_Reading text_
But as the newly formed Tax Reform Task Force "gets into its heavy work," as one legislative leader put it Thursday, seasoned politicos are warning that significant tax reform is fraught with political land mines.

And Thursday the LDS Church issued a new statement on a flat-rate tax that would eliminate the deduction on charitable contributions — saying the deduction should stay under any tax system.

The church rarely takes stands on issues before the Legislature. But when it does, history shows lawmakers — more than 80 percent of whom are church members — listen.

"We did this, had many recommendations and changes" to the Utah tax code back in the mid-1980s, said Mark Buchi, a longtime tax expert and former state tax commissioner who worked on previous tax reform measures. "But over time, the reform eroded" as many citizens complained to their lawmakers about tax changes.

"And the (reforms) were taken away" by willing Legislatures, he said.

A real question in debating a flat-rate income tax, one in its purest form that has no deductions for home mortgage interest, charitable contributions or minor children, is the stand of the LDS Church.

Faced with huge budget deficits in the 1987 Legislature, lawmakers and then-Gov. Norm Bangerter looked at many tax reform/tax increase alternatives.

The House that year actually passed a pure flat-rate income tax that had no deductions. And a number of GOP and Democratic legislators believed it had a chance of passage in the Senate.

But the then-spokesman for the LDS Church, Jerry Cahill, said church leaders opposed the idea of no charitable deductions, saying they feared it would harm non-church charities, the arts and educational donations.

Days later, Senate leaders announced there was little support for the flat-rate bill.

Asked Thursday if the 1987 statement on a flat-rate tax without charitable deductions still stands, LDS Church spokesman Dale Bills issued the following statement:

"The Church of Jesus Christ of Latter-day Saints acknowledges the thoughtful efforts of many in state government to review Utah's tax structure. For the overall good of the citizenry, the state tax system should continue to provide tax deductions for charitable giving — including religious contributions. Charitable contributions help provide for society's poor and needy, education and the arts, and other important social needs."

But supporters of a pure flat-rate income tax say various studies — and history itself — show that doing away with the mortgage interest deduction doesn't harm housing markets and eliminating the charitable deduction doesn't harm charitable giving, either.

Brigham Young University business professor Gary Cornia, who was part of the tax-reform study group put together last year by former Gov. Olene Walker that recommended a flat-rate tax, told the new Tax Reform Task Force on Thursday that a number of studies from around the world show that doing away with those deductions has little or no impact on how society operates in those areas.

In fact, said Cornia, studies show that economies actually grow when tax systems are reformed to broaden the tax base while lowering the tax rate.

_Short problem_
Resume the article on Utah's flat-rate income tax debate, picking up right after its last sentence.

_Material provided_
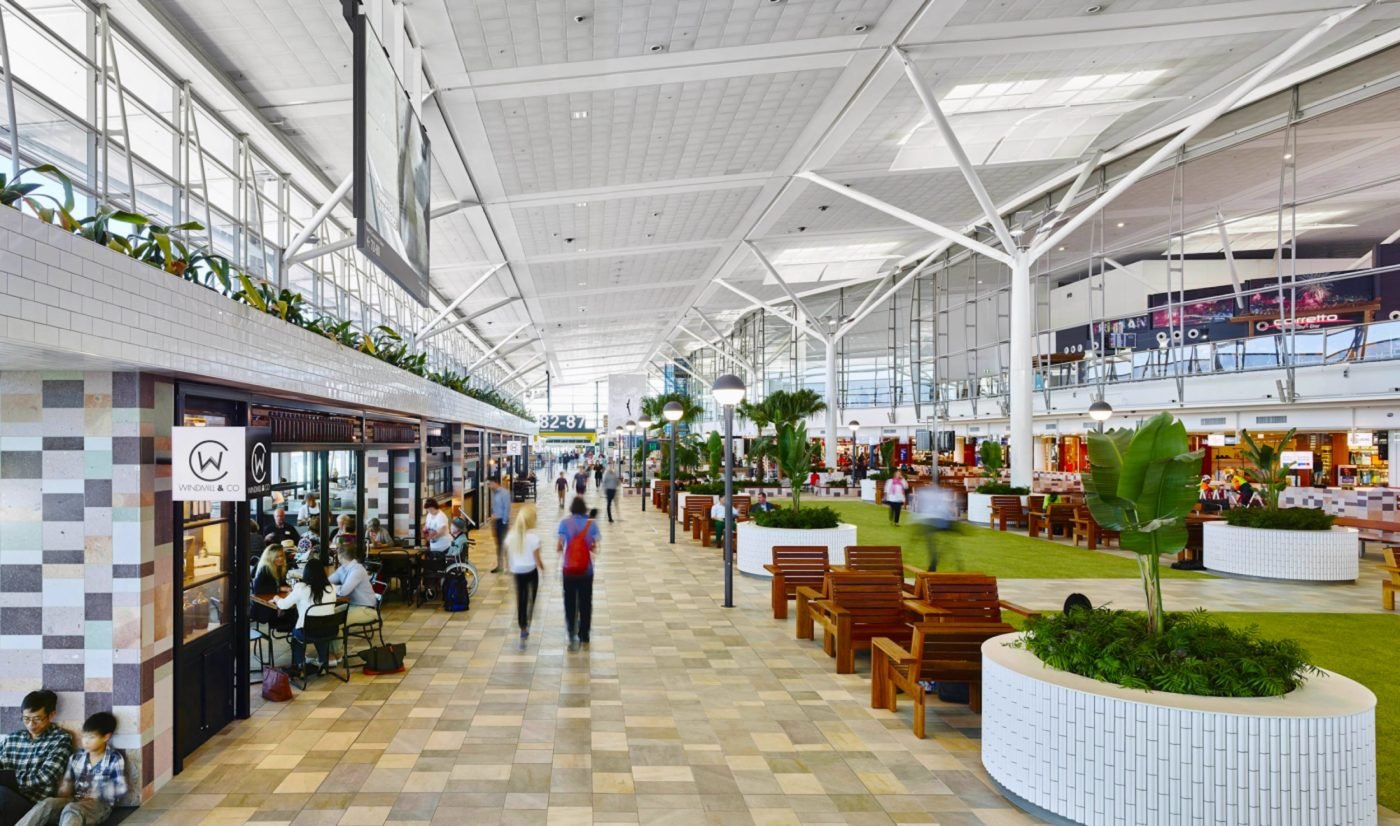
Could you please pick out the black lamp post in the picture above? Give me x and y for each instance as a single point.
(728, 389)
(672, 412)
(644, 423)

_Result of this task_
A true flat-rate income tax taxes citizens on their adjusted gross income — with no deductions taken — explained Cornia. "I know," he said, "people say wait a minute: 'Not allow deductions for home mortgages or charitable giving?' "

But Utah has a warped flat-rate system now, the experts explained. While the rates vary from 2.3 percent to 7 percent, the top rate kicks in for income over $8,626 for a married couple, and so almost all Utahns are in that top 7 percent bracket.

Going to a true flat-rate system will allow that top rate to be cut to around 4 percent — and the savings to all taxpayers in money, simplicity and understanding of the income tax system makes up for doing away with the deductions, Cornia and other Walker tax study members said.

The problem, of course, is one of citizen understanding and political impacts.

"Remember," said Utah State Tax Commission member Bruce Johnson, who also sat on the Walker panel, "you would still get the deductions on your federal income tax returns" — you just wouldn't get them on your state returns.

Broadening the state sales-tax base to include personal services — like haircuts and lawn care — and health-care bills would also allow the sales tax rate to be lowered, the experts said.

Paying the sales tax on most services would allow the state's current rate of 4.75 percent to be cut to 3.75 percent, the Walker panel said.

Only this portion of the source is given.